»»

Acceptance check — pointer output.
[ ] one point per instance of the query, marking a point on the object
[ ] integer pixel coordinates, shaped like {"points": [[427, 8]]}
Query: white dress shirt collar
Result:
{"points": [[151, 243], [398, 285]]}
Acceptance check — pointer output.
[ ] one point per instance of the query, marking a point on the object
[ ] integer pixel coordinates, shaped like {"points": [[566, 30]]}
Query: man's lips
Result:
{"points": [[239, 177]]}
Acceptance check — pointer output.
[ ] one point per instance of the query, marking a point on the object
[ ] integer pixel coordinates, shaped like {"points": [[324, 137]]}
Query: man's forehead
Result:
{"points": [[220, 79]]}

««

What is being asked:
Nothing but an exact reproduction of the entries is wanted.

Solution for this exercise:
Acceptance check — pointer output.
[ ] one point per instance of the query, marking a point on the object
[ ] integer pixel coordinates, shaped like {"points": [[427, 8]]}
Query: white dress shirt collar
Result:
{"points": [[151, 243], [398, 285]]}
Acceptance check — pointer output.
[ ] one point per instance of the query, marking a point on the object
[ ] integer pixel coordinates, shaped like {"points": [[566, 30]]}
Query: man's lips
Result:
{"points": [[239, 177]]}
Acceptance check — pointer output.
[ ] one point per instance of the query, marking a point on the object
[ ] integer pixel coordinates, shaped like {"points": [[324, 137]]}
Query: man's forehead
Result:
{"points": [[220, 79]]}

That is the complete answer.